◆ Excerpted passage
■ ■ ■ ■
DOD plans $1.4B sole source extension for Leidos on health care record
MHS Genesis needs about three years to move to the cloud before a sustainment contract for the Defense Department's massive health record system can be put out for bid, officials said.
The Pentagon is planning a $1.5 billion sole-source extension for Leidos to act as integrator on MHS Genesis, the Defense Department's electronic health record program, according to contracting documents released late last week.
Leidos won the 10-year contract to implement MHS Genesis in 2015. The original value of the contract was $4.3 billion, but that was later increased to about $5.5 billion to cover an expansion of the service to the Coast Guard and to support a common baseline for sharing with the Department of Veterans Affairs.
MHS Genesis is a system of systems that includes the Oracle Health electronic health record — which was operating as Cerner at the time of the original contract award, before its $34 billion acquisition by Oracle — along with the Henry Schein dental record and other systems that support billing, development and more.
■ ■ ■ ■
◆ Saved entries
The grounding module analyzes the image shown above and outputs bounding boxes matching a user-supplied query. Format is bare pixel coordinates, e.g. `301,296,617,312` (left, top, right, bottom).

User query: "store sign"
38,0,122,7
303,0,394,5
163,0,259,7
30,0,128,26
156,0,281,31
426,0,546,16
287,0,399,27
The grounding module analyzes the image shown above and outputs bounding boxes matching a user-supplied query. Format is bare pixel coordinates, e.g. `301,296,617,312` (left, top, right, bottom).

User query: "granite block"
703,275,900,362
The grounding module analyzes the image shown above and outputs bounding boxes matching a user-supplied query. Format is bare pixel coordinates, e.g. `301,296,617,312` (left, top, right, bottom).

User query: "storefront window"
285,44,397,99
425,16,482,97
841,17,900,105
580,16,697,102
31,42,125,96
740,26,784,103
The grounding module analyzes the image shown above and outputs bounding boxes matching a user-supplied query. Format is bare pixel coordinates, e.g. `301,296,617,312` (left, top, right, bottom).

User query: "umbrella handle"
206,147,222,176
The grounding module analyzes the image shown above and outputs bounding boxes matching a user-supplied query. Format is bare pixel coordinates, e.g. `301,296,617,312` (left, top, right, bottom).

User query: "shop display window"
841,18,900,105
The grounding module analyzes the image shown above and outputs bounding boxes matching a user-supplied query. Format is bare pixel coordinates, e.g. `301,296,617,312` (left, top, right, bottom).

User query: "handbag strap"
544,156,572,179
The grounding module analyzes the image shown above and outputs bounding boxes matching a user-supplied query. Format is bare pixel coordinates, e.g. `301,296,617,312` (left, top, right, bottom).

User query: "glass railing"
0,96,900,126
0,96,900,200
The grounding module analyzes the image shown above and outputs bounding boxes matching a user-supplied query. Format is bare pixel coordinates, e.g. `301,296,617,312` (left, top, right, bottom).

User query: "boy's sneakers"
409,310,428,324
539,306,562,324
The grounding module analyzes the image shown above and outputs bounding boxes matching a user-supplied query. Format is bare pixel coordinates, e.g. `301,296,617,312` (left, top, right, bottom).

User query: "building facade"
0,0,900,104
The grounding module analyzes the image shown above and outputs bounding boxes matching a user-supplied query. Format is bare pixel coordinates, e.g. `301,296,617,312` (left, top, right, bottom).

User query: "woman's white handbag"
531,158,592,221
■ ■ ■ ■
◆ Requirement A
List every company named in the MHS Genesis news article.
◆ Requirement B
Carry on the MHS Genesis news article past its last sentence.

◆ Task response A
Leidos, Oracle, Cerner, Henry Schein

◆ Task response B
The Defense Health Agency signaled in the spring of 2023 that it might be ready to put the MHS Genesis sustainment contract out for competition. But in the sole source justification released on Oct. 18, DHA, on behalf of the Program Executive Office, Defense Healthcare Management Systems, stated that it wanted to wait until the MHS Genesis architecture is modernized and migrated to the cloud before looking to the open market for a new integrator — in part because of heightened security concerns.
"In February 2024, the Change Healthcare ransomware attack caused the government to review the state of its documentation amid new security and operational vulnerability concerns," the agency said in the sole source justification document.
The sole source extension is expected to be awarded by July 28, 2025, according to contracting documents. The extension includes additional work for Leidos, notably "the services associated with migrating to the cloud in addition to the services at a scale and complexity…which are required to support the MHS Genesis solution into the continuous support phase as a defense business system."
PEO-DHMS is proposing a 3-year extension at a dollar value of $1.13 billion and a nine-month transition option at $263.3 million. That means an open competition for MHS Genesis sustainment won't hit the market until 2028, at the earliest.
The sole source justification isn't binding. Any vendors who want to be considered for the work can make their case by the end of the month, however winning the business away from Leidos is going to be difficult, according to the terms set out in the contracting notice.
The MHS Genesis program was declared fully deployed in March 2024. The system went live at a few Pacific Northwest sites in 2017, with subsequent waves of deployment extending MHS Genesis to more than 3,600 DOD locations including 100% of DOD garrison facilities, covering a patient population of 9.6 million and 194,000 clinical users.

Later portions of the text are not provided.